**SELECTED EXCERPT**
[START]

# Set of Carvers



## NYWoodturner (Oct 30, 2016)

@Steve Walker asked me to make him a set of carvers (some time ago).
He purchased two blades that he wanted to use as a size reference and have me put handles on those and make a few others to match. He also purchased a couple finished to show the style he wanted.
(First picture)
Second picture is what I came up with. They are made up of Gaboon Ebony, Cherry burl, Holly and black and red vulcanized paper spacers with an aluminum cap. The steel is CPM-154 at 56.5 HRC.





The two on the left are the blades he purchased.




The handle design is comfortable for a push or a pull cut.
C&C welcome

Reactions: Like 4 | EyeCandy! 7 | Way Cool 12


----------



## Molokai (Oct 30, 2016)

That's just awesome.... how do you like hidden tang concept, can we expect some knives of that type ?

Reactions: Thank You! 1


----------



## Steve Walker (Oct 30, 2016)

Awesome


Not sure what else to say other than a huge thank you.

[END]

**INFORMATION SUPPLIED**
[START]

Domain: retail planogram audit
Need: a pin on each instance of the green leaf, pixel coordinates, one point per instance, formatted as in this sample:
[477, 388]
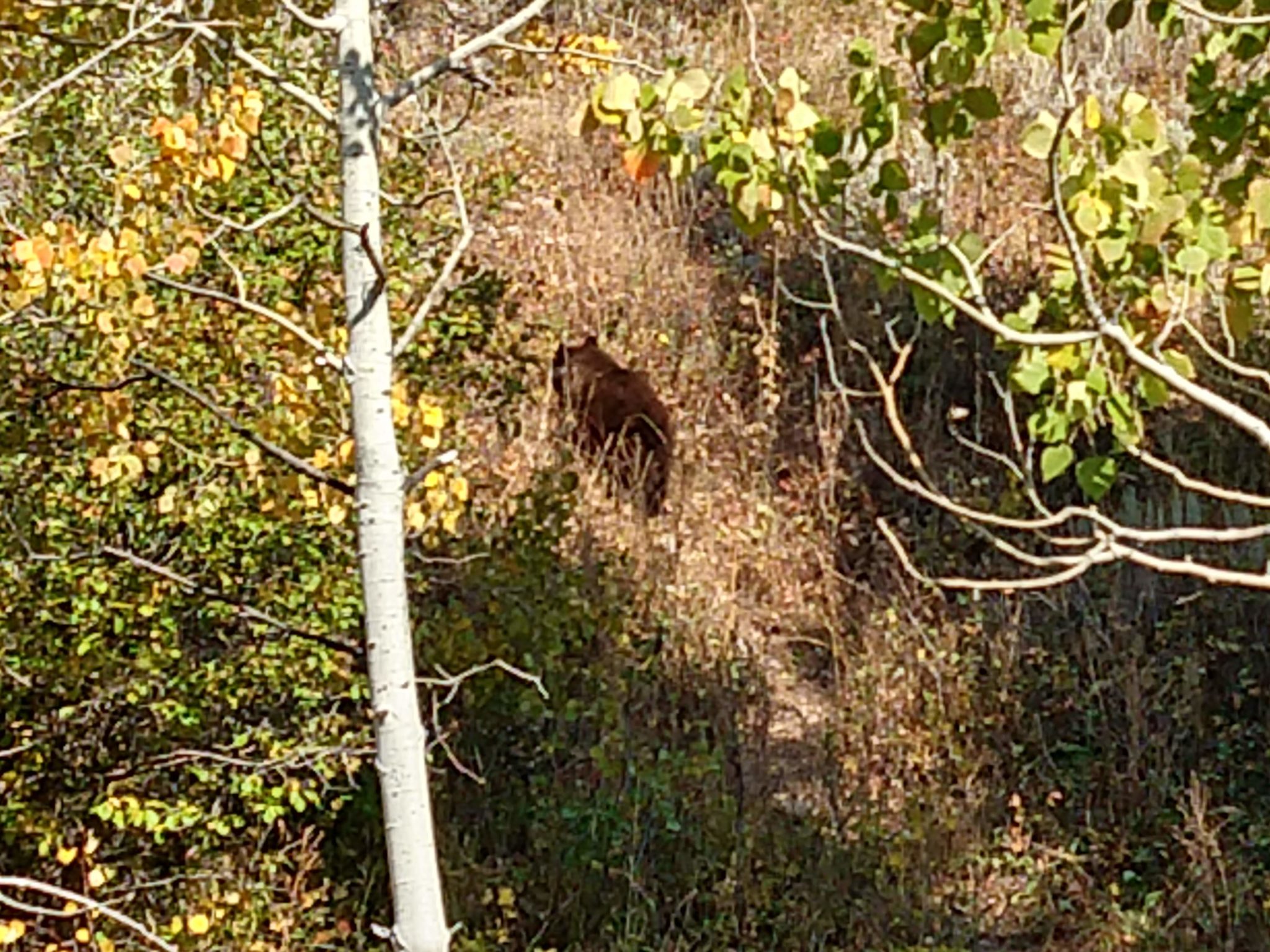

[END]

**GIVEN REQUEST A**
Could you rewrite the carvers thread from "The handle design" to "that type ?", with "hidden tang" replaced by "full tang"?
**GIVEN REQUEST B**
Answer these questions about the carvers thread:
(i) What steel are the blades, and at what hardness?
(ii) What is the cap on the handles made of?
(iii) Which two kinds of cut is the handle design comfortable for?
**GIVEN REQUEST C**
Can you carry the carvers thread on from its last post?

**TASK RESULT A**
The handle design is comfortable for a push or a pull cut.
C&C welcome

Reactions: Like 4 | EyeCandy! 7 | Way Cool 12


----------



## Molokai (Oct 30, 2016)

That's just awesome.... how do you like full tang concept, can we expect some knives of that type ?

**TASK RESULT B**
(i) CPM-154 at 56.5 HRC.
(ii) Aluminum.
(iii) A push cut and a pull cut.

**TASK RESULT C**
Reactions: Thank You! 1


----------



## NYWoodturner (Oct 30, 2016)

Molokai said:


> That's just awesome.... how do you like hidden tang concept, can we expect some knives of that type ?


For carvers I think it's the best way to go. This is a very comfortable handle. Can't argue with that... but for a camp knife or a heavy use knife like that I will stick with a full tang. Kitchen knives I can definitely see hidden tang applications.

Reactions: Like 2


----------



## Mike1950 (Oct 30, 2016)

VERY nice work

Reactions: Thank You! 1


----------



## manbuckwal (Oct 30, 2016)

Beauties Scott !!!

Reactions: Thank You! 1


----------



## deltatango (Oct 30, 2016)

Gorgeous. Really super nice Scott. Really nice. Wow.

Reactions: Thank You! 1


----------



## DKMD (Oct 30, 2016)

Too cool!

Now Steve is gonna have to learn how to carve!

Reactions: Funny 1


----------



## Spinartist (Oct 30, 2016)

A awesome addition to anyone's collection!!

Reactions: Thank You! 1


----------



## Kevin (Oct 30, 2016)

Scott that's some fantastic looking cutting tools right there. You've been one busy dude. Those make a guy want to take up carving just so he can brag ...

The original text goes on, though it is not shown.